Provided text:

In October 1974 Republican POWs in Long Kesh burned the camp to the ground. Hand to hand fighting took place between the POWs and British soldiers. Scores of prisoners were injured, some seriously. The morning after the women in Armagh took the prison governor and two of his staff hostage. They demanded confirmation that their injured comrades in Long Kesh had access to proper medical treatment.
That evening the prison chaplain, Fr. Raymond Murray, assured the women that the prisoners in Long Kesh were receiving medical treatment, including treatment at hospitals in Belfast for the most seriously injured. The governor was released and the women returned to their cells.
The Belfast Women's Dept of Sinn Féin 1979
After her release from Armagh prison in the summer of 1975 Tish emerged as a first class Sinn Féin activist. In 1979 she was one of those who established the party’s first Women’s Department in Belfast. During the Fermanagh South Tyrone by-election campaign for Bobby Sands in April and May 1981 Tish worked in the Dungannon office. Later she spent time in Leitrim working in the campaign for Joe McDonnell.
In the Assembly elections of 1982 Tish was our Director of Canvas for the west of the City. She predicted that in west Belfast Sinn Féin would take around 10,000 votes. When the votes were counted Alex and I had 10,367 votes. It was a remarkable result in a first time election by Sinn Fein. It was an equally impressive prediction by our first time Director of Canvas.
In 1985 Tish was one of seven Sinn Féin Councillors who won seats in Belfast – Alex, Sean, Bobby Lavery, Lilly Fitzsimons, Sean Keenan, Gerard McGuigan and Tish. It was a stunning victory for Sinn Féin.
The Belfast Sinn Féin team 1985
It sparked a vicious campaign by unionist Councillors to deny Sinn Fein representatives any real say in the running of the council. Tish and her six comrades ran a daily gauntlet of physical and verbal threats and abuse. They were denied speaking rights in the Chamber. They were shouted down. Deodorant and other sprays were used against them.
It was a dangerous time for Sinn Féin members. During the eight years Tish was a Councillor three Sinn Féin Councillors were shot dead; John Davey, Eddie Fullerton and Bernard O’Hagan. 14 party members were killed in that period. Family homes and offices were attacked, including the party room in the City Hall.
After two terms in the Council Tish decided not to stand again in order to concentrate her considerable energy and talents on community work. Tish loved west Belfast. She loved its people. She especially loved upper Andytown and Lenadoon. Tish used her skills in networking and campaigning to persuade others to invest in Upper Andersonstown. She was a very practical patriot. As a result, the Tullymore Community Centre was opened in 2000. In 2000 they won the Aisling Award for Community Endeavour and again in 2012, and in 2013 the All Ireland Pride of Place Community Award.
Tish was an unapologetic united Irelander. She was a leader - a team player and a team builder. She was a woman of compassion – who believed in equality and in citizens’ rights. She loved her family and she loved her country.
Tish’s loss will be felt most by her family. By Phil, Nuala, Tomás and all her brothers and sisters. But I hope they take strength too from the fact that there are so many others grieving with them.
Mise agus Grainne Holland sing Four Green Fields
I heard a great version of Four Green Fields recently. It had a new chorus. A kick in the arse for the patriarchy. And a huge hurrah for the matriarchy. It was made for Tish and our wonderful republican women.
“What have a now said the fine old woman
What have a now this fine old woman did say
I have four green fields
One of them’s in bondage
In strangers’s hands that tried to take it from me
But my daughters will have daughters,
As brave as were their mothers
And my four green fields will bloom once again said she.”

Data block:
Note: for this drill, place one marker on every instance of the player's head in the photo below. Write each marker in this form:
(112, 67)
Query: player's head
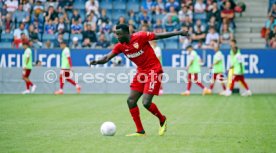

Exercise details:
Decide whether each statement agrees with the text about Tish, answering yes or no and quoting the words of the text that settle it. 1. Tish worked in the Dungannon office during the by-election campaign for Bobby Sands. 2. Tish predicted that Sinn Féin would take around 20,000 votes in west Belfast. 3. Tish served three terms on the Council before stepping down. The material has no connection to the text about Tish.

Answer:
1. Yes: "During the Fermanagh South Tyrone by-election campaign for Bobby Sands in April and May 1981 Tish worked in the Dungannon office."
2. No: "She predicted that in west Belfast Sinn Féin would take around 10,000 votes."
3. No: "After two terms in the Council Tish decided not to stand again"